*Tasks for this exercise*
1) List every distinct year that the text on the First Philippic gives as a number.
2) Rewrite the paragraph of the text on the First Philippic that begins "Some scholars have debated" as a short bulleted list, keeping its main facts.
3) Using the text on the First Philippic, decide whether each statement agrees with it. Answer yes or no, and quote the words that decide it.
(a) Demosthenes' earlier speeches were strong in argument.
(b) Athenian troops successfully opposed Philip at Thermopylae in 352 BC.
(c) Philip seized Stageira.

-- START OF Provided text --

The "First Philippic" was delivered by the Athenian statesman and orator Demosthenes between 351 BC-350 BC. It constitutes the first speech of the prominent politician against Philip II of Macedon.  A philippic refers to a type of speech that is negative in tone and one that is comparable to a rant or a tirade. 

This speech is said to have been Demosthenes' first powerful speech that he made in his lifetime; his earlier speeches were weak in tone and argument, as a result of which he had to practice over the years in order to produce the First Philippic as one of his most impactful ones. 

Some scholars have debated on whether Demosthenes' philippics can be referred to as speeches, but rather "political pamphlets, cast in the form of speeches, designed for immediate effect on public opinion."  In other words, they are utilized by his allies to spread his political views. The previous author also discusses the possibility that his speeches could have been pre-prepared in advance; during preparation, Demosthenes filtered out prominent details and contextual information and only kept certain key points which he believed to have been necessary for his audience. As a result, they were not the speeches in their entirely, merely abridged versions.  This is also known as the "pamphlet theory."

Historical framework
Since 357 BC, when Philip seized Amphipolis, after agreeing in part to trade it for Pydna, Athens was formally in a state of war against the King of Macedon. In 352 BC, Demosthenes characterised Philip as the very worst enemy of his city, and a year later he criticized fiercely those dismissing Philip as a person of no account and warned them that he is as dangerous as the King of Persia. In 352 BC, the Athenian troops opposed Philip successfully at Thermopylae, but the same year the Macedonian army campaigned in Thrace and won a decisive victory over the Phocians in Thessaly, an event that shook the orator. At the same period that the King of Macedon launched his first attack against the federation of the Chalcidice and seized Stageira.

-- END OF Provided text --
-- START OF Dataset records --

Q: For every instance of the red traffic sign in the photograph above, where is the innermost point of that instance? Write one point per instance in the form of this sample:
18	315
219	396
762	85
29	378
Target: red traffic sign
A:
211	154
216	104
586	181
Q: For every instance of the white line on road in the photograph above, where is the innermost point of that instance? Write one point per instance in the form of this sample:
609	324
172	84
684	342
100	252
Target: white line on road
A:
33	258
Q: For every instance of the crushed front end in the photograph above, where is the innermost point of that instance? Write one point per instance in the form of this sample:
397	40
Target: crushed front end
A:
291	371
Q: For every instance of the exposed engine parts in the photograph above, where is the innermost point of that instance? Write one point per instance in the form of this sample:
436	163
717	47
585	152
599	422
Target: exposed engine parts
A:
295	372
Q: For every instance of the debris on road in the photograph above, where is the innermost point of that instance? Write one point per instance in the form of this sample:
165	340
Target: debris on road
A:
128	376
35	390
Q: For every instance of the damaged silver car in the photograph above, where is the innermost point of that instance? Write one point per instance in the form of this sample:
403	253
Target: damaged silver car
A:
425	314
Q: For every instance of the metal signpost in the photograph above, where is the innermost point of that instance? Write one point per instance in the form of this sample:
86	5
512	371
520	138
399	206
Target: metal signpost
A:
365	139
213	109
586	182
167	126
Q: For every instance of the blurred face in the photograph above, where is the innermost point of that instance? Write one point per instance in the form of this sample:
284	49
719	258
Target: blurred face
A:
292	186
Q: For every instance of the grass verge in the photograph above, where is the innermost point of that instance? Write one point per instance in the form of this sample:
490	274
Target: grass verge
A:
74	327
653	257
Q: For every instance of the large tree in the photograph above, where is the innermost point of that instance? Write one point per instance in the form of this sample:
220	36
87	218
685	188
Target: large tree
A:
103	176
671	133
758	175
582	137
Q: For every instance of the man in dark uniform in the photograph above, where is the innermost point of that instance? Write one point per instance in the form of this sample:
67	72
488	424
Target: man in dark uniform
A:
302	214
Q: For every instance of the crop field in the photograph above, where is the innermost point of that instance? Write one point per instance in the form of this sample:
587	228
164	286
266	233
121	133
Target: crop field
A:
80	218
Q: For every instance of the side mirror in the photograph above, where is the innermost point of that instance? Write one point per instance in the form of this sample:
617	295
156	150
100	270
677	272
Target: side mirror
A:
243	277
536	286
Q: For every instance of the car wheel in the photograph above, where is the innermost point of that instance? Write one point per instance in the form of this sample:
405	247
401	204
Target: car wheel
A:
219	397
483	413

-- END OF Dataset records --

*Solutions to the problems*
1) 351 BC, 350 BC, 357 BC, 352 BC

2)
- Some scholars question whether Demosthenes' philippics are speeches at all, or rather "political pamphlets, cast in the form of speeches, designed for immediate effect on public opinion."
- On this view, his allies used them to spread his political views.
- The speeches may have been prepared in advance. Demosthenes removed prominent details and contextual information and kept only the key points he considered necessary for his audience.
- As a result, they were abridged versions rather than complete speeches.
- This idea is known as the "pamphlet theory."

3)
(a) No: "his earlier speeches were weak in tone and argument"
(b) Yes: "In 352 BC, the Athenian troops opposed Philip successfully at Thermopylae"
(c) Yes: "launched his first attack against the federation of the Chalcidice and seized Stageira"